THE TASK: In the part of the listing that opens with the line containing "Locate the blue" and closes with the line containing "x=307, y=175", replace "blue sky" with "cloudless sky" and give those lines again with nothing else changed.

(Entries from a dataset)
______

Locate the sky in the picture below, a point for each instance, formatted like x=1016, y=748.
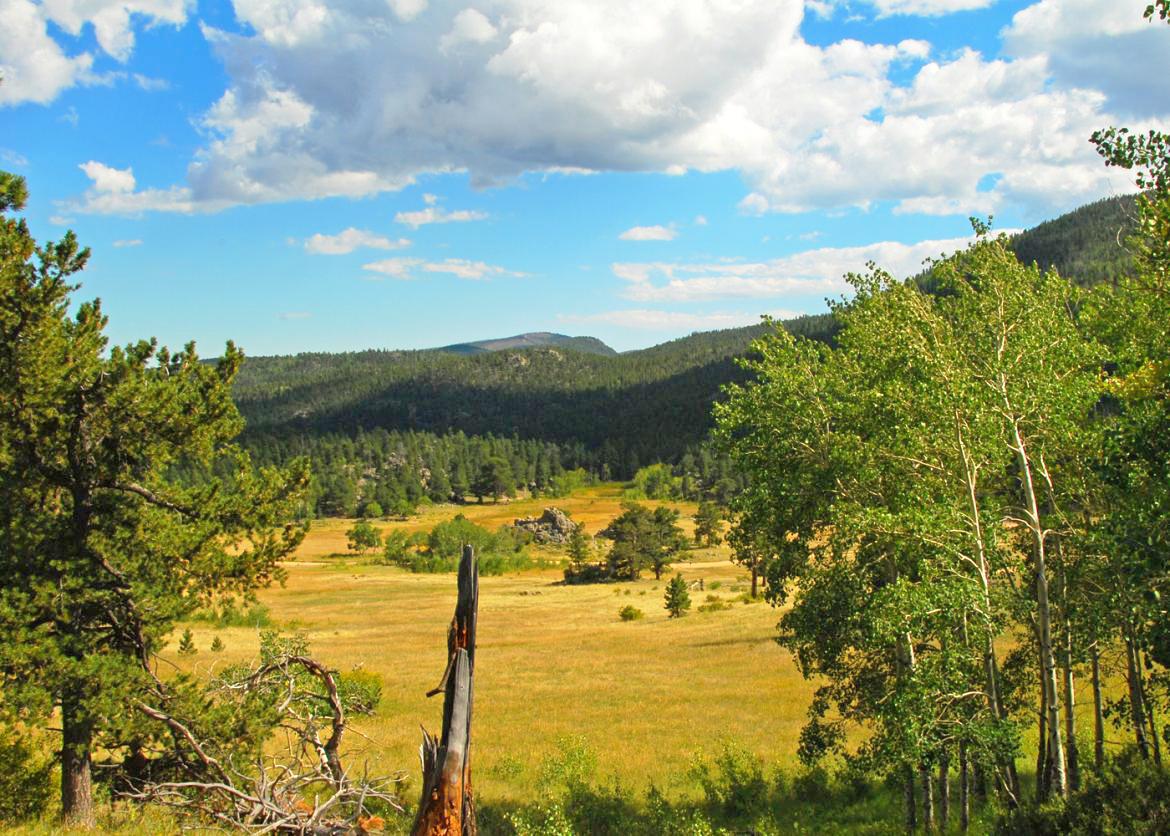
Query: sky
x=304, y=175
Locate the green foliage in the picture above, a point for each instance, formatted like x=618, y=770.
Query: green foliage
x=25, y=775
x=362, y=537
x=104, y=548
x=232, y=614
x=440, y=551
x=734, y=783
x=1131, y=795
x=678, y=598
x=655, y=482
x=642, y=539
x=187, y=643
x=707, y=524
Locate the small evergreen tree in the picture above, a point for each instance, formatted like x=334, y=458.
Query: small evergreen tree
x=363, y=537
x=187, y=643
x=678, y=598
x=707, y=524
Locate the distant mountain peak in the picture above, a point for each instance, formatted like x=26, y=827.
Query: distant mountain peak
x=532, y=339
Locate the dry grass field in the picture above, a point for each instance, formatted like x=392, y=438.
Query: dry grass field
x=553, y=661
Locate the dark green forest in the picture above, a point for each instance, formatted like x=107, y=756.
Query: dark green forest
x=404, y=427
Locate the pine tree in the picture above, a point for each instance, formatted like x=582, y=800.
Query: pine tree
x=102, y=547
x=187, y=643
x=678, y=598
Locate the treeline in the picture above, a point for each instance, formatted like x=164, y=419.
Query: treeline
x=611, y=415
x=627, y=410
x=390, y=472
x=964, y=505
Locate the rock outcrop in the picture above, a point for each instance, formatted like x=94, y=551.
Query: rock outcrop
x=551, y=526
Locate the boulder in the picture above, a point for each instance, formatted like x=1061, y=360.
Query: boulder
x=551, y=526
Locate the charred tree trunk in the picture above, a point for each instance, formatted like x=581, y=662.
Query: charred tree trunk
x=943, y=790
x=1136, y=709
x=928, y=799
x=76, y=778
x=964, y=788
x=1150, y=716
x=447, y=806
x=912, y=813
x=1098, y=712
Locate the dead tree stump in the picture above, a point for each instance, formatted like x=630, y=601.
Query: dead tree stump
x=447, y=807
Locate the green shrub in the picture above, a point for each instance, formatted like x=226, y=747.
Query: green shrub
x=233, y=614
x=360, y=691
x=440, y=550
x=734, y=783
x=26, y=785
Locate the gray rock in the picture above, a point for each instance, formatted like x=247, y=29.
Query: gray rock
x=551, y=526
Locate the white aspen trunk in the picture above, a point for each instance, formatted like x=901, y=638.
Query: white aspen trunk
x=1044, y=612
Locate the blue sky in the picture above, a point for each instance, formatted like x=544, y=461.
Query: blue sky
x=307, y=175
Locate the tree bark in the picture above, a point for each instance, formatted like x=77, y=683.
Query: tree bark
x=964, y=788
x=76, y=778
x=912, y=815
x=1041, y=747
x=943, y=790
x=1098, y=712
x=1055, y=753
x=447, y=807
x=1150, y=716
x=1137, y=713
x=1074, y=768
x=928, y=799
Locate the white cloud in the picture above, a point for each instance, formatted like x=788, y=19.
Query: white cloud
x=1099, y=45
x=108, y=179
x=36, y=68
x=394, y=268
x=470, y=26
x=672, y=320
x=927, y=8
x=655, y=233
x=349, y=240
x=112, y=192
x=812, y=271
x=754, y=204
x=460, y=268
x=433, y=214
x=13, y=158
x=665, y=85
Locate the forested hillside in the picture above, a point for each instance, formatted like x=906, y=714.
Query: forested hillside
x=608, y=414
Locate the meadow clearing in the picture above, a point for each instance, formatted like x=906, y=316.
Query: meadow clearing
x=555, y=662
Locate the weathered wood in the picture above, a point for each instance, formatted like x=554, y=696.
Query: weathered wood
x=447, y=805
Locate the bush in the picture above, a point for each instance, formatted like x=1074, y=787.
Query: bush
x=734, y=783
x=360, y=691
x=441, y=550
x=26, y=785
x=232, y=614
x=1131, y=795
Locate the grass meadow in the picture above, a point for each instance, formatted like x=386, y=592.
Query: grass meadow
x=553, y=662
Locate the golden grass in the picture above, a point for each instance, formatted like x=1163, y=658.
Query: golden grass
x=552, y=661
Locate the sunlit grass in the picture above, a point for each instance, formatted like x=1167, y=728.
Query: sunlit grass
x=552, y=660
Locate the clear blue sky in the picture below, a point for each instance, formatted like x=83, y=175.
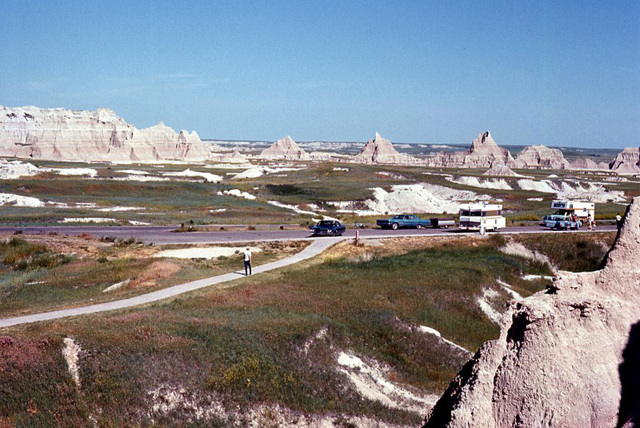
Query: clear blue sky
x=531, y=72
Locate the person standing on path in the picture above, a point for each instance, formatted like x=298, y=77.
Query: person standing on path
x=247, y=262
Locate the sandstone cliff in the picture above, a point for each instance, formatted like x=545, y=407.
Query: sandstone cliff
x=588, y=164
x=568, y=357
x=627, y=161
x=86, y=136
x=501, y=171
x=380, y=150
x=284, y=148
x=483, y=153
x=541, y=157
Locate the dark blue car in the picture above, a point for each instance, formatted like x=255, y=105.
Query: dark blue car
x=328, y=228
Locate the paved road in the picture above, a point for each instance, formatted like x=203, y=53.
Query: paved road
x=166, y=234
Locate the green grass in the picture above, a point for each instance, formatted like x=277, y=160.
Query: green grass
x=245, y=345
x=53, y=285
x=572, y=252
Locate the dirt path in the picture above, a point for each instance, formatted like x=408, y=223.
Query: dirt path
x=316, y=247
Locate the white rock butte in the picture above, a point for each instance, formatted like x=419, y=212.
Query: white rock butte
x=483, y=153
x=380, y=150
x=627, y=161
x=87, y=136
x=567, y=357
x=541, y=157
x=284, y=148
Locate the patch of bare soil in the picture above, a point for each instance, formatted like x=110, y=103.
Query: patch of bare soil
x=396, y=246
x=158, y=270
x=81, y=246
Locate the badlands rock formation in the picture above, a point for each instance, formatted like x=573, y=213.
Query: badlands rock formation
x=284, y=148
x=85, y=136
x=483, y=153
x=627, y=161
x=541, y=157
x=587, y=165
x=568, y=357
x=380, y=150
x=501, y=171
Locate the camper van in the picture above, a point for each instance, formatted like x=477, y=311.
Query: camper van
x=481, y=217
x=582, y=210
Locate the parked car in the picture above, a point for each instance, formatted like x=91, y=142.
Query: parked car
x=481, y=216
x=442, y=222
x=557, y=221
x=403, y=221
x=328, y=227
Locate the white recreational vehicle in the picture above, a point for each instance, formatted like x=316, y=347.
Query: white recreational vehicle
x=481, y=217
x=582, y=210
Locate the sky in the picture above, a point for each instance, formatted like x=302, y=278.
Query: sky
x=558, y=73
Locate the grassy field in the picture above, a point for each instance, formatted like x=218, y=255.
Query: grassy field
x=273, y=339
x=112, y=196
x=55, y=272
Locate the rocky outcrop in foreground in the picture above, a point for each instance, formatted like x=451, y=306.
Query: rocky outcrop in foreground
x=567, y=357
x=89, y=136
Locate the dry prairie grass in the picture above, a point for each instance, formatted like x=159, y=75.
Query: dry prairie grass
x=157, y=271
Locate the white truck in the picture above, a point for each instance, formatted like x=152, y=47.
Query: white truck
x=482, y=217
x=566, y=208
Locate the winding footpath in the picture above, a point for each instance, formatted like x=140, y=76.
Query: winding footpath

______

WORKED ANSWER:
Locate the cloudless sky in the picture above, a point for each instance, formatted like x=544, y=461.
Query: cloudless sky
x=307, y=175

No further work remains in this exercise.